Vous lisez : Le code vestimentaire et la liberté d’expression

Un employeur est-il justifié d’imposer le port obligatoire du veston à ses employés, tant hommes que femmes, par l’entremise d’une politique écrite adoptée à cet égard? Le cas échéant, qu’en est-il des frais inhérents qui en découlent?

Ce sont les questions auxquelles devait répondre l’arbitre dans l’affaire Caisse Desjardins Thérèse-de-Blainville et Syndicat des employées et employés professionnels et de bureau, section locale 575, D.T.E. 2011T-672.

Les faits
L’employeur, une institution financière, adopte une politique imposant notamment le port obligatoire du veston pour tous ses employés. Mécontent de la situation, le syndicat dépose alors un grief au nom de plusieurs salariés qu’il représente, lesquels fournissent des services financiers à la clientèle de l’employeur. Par ce grief, le syndicat réclame, entre autres, l'annulation du code vestimentaire imposant aux salariés le port du veston au travail.

Les prétentions des parties
Le syndicat
Au soutien de son grief, le syndicat invoque notamment que la politique de l'employeur contrevient à la convention collective, laquelle ne contient aucune disposition sur le port de l'uniforme, en plus de violer le droit à la liberté d'expression et le droit à la vie privée prévus à la Charte des droits et libertés de la personne (la « Charte »).

• Données fournies

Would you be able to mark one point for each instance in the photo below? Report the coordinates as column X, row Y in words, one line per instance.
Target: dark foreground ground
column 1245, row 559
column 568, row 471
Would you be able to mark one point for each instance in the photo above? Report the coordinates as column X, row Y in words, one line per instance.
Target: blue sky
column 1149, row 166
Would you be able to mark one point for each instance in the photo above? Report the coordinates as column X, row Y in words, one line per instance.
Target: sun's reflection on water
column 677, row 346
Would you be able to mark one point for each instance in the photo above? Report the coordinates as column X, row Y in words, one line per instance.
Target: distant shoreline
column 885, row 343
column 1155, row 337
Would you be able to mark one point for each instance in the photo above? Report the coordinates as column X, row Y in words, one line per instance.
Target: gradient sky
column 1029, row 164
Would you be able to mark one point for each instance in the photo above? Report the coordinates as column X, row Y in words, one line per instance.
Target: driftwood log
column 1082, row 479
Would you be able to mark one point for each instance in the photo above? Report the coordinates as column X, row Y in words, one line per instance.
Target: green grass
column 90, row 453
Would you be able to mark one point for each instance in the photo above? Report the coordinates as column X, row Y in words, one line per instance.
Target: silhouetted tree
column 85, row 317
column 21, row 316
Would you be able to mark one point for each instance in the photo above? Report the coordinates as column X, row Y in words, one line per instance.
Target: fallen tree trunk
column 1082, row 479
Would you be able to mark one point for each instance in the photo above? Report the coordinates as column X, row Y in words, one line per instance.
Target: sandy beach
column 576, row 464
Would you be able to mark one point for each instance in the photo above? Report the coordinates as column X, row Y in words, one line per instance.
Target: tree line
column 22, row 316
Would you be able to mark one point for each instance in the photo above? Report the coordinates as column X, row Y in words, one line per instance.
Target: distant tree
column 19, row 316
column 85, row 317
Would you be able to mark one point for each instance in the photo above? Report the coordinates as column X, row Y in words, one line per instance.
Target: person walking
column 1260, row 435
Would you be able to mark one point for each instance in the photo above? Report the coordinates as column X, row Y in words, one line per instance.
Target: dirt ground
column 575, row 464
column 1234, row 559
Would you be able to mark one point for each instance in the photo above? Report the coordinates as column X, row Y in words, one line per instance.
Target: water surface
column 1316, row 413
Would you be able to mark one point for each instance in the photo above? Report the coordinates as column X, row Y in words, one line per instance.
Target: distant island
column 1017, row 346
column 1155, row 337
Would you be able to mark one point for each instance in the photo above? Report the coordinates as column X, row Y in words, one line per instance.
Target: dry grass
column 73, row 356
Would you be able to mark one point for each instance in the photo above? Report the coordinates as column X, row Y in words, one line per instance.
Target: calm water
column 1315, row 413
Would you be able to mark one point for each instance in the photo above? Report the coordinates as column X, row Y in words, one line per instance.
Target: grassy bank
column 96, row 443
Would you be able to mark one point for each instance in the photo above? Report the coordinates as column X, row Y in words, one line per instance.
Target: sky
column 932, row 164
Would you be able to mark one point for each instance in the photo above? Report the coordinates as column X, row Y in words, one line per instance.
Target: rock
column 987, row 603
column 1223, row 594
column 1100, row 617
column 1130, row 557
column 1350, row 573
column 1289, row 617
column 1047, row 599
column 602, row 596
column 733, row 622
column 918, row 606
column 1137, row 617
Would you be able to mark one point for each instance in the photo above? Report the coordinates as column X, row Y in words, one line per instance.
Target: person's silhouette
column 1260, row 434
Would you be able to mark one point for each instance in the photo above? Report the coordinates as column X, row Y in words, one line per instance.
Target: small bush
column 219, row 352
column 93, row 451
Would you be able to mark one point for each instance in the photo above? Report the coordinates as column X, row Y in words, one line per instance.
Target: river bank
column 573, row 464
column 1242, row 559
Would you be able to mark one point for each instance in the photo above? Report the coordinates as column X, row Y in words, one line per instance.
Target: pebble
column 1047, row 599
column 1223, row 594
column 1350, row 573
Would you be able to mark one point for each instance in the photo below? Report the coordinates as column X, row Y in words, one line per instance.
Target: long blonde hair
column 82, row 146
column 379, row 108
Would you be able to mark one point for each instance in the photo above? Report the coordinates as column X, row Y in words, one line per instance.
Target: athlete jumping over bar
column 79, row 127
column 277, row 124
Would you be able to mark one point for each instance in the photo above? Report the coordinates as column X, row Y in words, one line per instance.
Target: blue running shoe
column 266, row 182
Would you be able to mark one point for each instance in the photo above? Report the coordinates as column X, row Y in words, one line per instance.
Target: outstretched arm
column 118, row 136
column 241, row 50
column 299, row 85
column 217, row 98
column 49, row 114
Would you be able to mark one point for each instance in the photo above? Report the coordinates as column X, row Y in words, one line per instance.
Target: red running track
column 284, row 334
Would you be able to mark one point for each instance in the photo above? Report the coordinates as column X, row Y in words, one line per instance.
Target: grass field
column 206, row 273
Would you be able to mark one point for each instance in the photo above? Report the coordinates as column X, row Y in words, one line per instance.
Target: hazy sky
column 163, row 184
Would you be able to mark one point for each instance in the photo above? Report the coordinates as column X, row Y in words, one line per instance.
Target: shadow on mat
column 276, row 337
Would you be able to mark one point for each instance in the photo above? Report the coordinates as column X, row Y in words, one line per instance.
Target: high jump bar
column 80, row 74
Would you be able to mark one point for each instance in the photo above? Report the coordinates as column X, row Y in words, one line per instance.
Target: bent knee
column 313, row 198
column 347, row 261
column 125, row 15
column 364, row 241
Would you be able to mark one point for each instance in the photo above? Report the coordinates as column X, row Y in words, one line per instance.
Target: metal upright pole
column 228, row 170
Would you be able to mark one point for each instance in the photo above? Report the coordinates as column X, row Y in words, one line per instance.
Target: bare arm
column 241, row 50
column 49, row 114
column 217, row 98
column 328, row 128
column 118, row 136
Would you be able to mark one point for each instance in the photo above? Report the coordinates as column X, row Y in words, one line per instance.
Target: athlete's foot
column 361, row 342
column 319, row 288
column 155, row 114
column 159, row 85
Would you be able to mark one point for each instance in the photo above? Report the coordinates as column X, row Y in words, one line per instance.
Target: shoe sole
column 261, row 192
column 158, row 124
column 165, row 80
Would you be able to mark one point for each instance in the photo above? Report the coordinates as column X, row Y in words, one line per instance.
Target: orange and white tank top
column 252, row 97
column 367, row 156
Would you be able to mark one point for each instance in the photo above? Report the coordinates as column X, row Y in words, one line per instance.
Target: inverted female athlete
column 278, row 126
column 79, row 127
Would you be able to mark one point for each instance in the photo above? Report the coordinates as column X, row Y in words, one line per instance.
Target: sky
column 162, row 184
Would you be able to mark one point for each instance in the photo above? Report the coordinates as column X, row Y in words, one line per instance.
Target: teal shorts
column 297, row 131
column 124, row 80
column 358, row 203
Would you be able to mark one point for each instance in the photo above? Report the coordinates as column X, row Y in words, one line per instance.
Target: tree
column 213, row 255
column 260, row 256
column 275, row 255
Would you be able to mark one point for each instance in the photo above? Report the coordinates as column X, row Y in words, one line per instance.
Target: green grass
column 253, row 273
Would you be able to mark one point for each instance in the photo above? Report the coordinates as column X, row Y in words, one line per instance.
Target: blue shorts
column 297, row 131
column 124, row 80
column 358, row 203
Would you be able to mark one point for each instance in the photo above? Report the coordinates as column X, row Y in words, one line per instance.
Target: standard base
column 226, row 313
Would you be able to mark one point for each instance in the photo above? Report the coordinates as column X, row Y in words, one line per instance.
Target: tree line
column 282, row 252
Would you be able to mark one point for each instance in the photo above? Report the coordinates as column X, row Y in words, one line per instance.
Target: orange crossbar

• Travail à réaliser
Dans l'extrait fourni, quels droits prévus à la Charte le syndicat estime-t-il violés par la politique de l'employeur? Appuyez-vous uniquement sur l'extrait fourni.

• Exercice terminé
Le droit à la liberté d'expression et le droit à la vie privée.